*Yapılacaklar*:
A. Aktroller hakkındaki yazıya göre bu grup hangi olaylardan sonra kuruldu?
B. Aktroller üzerine yazıyı son cümlesinden sonra sürdürün.

*Metin*:
.....
Sosyal medyada, bir negatif sıfattır, Aktrollük.
AK’ nin Gezi olaylarından sonra kurduğu ve parayla insanların, değerlerine, ailelerine, şahsiyetlerine, inançlarına küfreden, hakaret eden, ahlaksız , seviyesiz bir gurubun adıdır Aktroller.
AKP’yi adeta bir din ve lideri Erdoğan’ı adeta, o dinin kutsal lideri gibi gören ve asla bu ikisi için yapılan eleştiri ve tenkitleri kabul etmeyen, etmemek şöyle dursun, içinde hakaret ve aşağılamanın olmadığı , fikir beyanlarına bile tahammülü olmayan ve her fırsatta insanlara küfreden bu aktroller, sosyal medyada ve özellikle twitırda , herkesim tarafından şikayet edilen bir konu.
Ne yazdığın önemli değil, her yazdığına karşı bir laf sokma, her dediğine karşı bir hakaret, her eleştirine karşı bir küfür, her tenkitine karşı en aşağılıkça ve seviyesizce kelimelerle saldırı vardır bu gürühta.
İşte bu, her kesim tarafından şikayet edilen, bu topluluğuna ait bazı eylem ve söylem şekilleri, hatta, bazı hitap şekilleri , ne yazık ki Cemaati savunduğunu söyleyen ve cemaate yakın biriymiş gibi yazan, bazı insanlar tarafından da kullanıldığına şahit oluyorum.
Sıfatı ve konumu farketmeksizin, bu şekilde söylemlere sahip hesaplar da , aynı aktroller misali, herkese laf yetiştirme, her eleştirene hakaret etme, her tenkit edeni linç etme, her kendisine ters gelen fikir beyanına karşı bir saldırma halini gösteriyorlar.
Evet aktroller kadar küfür ve hakaret olmasa da , bu cemaatten görülen hesapların kullandıkları dil ve üslup ne yazık ki, en fazla cemaate zarar vermekte.
.....
*Kayıtlı bilgiler*:
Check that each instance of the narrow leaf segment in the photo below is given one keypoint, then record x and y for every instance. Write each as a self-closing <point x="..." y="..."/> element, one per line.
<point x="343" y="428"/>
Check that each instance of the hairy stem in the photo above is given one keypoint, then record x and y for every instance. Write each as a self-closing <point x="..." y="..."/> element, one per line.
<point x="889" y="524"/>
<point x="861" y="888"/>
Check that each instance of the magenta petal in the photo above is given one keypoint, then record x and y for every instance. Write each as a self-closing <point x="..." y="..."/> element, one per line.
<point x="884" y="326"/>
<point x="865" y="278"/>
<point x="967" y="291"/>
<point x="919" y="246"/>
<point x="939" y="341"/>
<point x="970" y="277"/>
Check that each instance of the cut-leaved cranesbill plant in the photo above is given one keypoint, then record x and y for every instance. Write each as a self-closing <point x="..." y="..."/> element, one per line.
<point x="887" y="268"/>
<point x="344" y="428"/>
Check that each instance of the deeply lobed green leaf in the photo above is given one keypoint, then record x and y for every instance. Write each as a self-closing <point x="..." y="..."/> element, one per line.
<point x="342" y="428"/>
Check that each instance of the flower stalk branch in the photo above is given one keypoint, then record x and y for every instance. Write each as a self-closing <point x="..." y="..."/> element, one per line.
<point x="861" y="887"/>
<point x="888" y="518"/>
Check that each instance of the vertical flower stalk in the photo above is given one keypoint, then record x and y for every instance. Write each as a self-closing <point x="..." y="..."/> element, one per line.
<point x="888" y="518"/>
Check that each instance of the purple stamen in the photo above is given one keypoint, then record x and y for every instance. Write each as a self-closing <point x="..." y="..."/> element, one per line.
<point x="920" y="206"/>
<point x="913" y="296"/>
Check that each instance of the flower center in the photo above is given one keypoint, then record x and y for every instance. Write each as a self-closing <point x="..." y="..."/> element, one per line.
.....
*Cevaplar aşağıda*:
A. Gezi olaylarından sonra.

B.
Zira aktrollerin ne oldukları belli, ne ahlak ne de, bir değerleri var. Fakat, bir cemaatte olduğunu söyleyen, hemde ismi hoşgörü ve diyalogla özdeşleşmiş bir cemaatte olduğunu ve bunu her yerde gurur duyarak ilan eden bir cemaatte olduğunu iddia eden kişilerin, eylem ve söylemlerine çok daha fazla dikkat etmeleri gerekmektedir.
Zira bir göz mahiyetindeki değerleri savunan bu cemaatin ,tek bir kılı kaldıramayacak kadar hassas bir göz mahiyetinde olduğunu unutuyor bu insanlar.
Evet, Üstad Bediüzzaman, kafa binlerce kılı kaldırırken, göz tek bir kılı bile kaldıramaz ve batar der. Aynen bu şekilde , pak kalması gereken bir beyaz kağıt mahiyetinde ki ( ki bazıları böyle görmeyedebilir), davanızı ve savunduğunuz değerlerinizi, boş, basit, gereksiz, işe yaramayan, nefsinizin borozancısı olan şahsi ve uygun olmayan üslübunuzla ve eylemlerinizle ne olur kirletmeyin.
Allah için soruyorum….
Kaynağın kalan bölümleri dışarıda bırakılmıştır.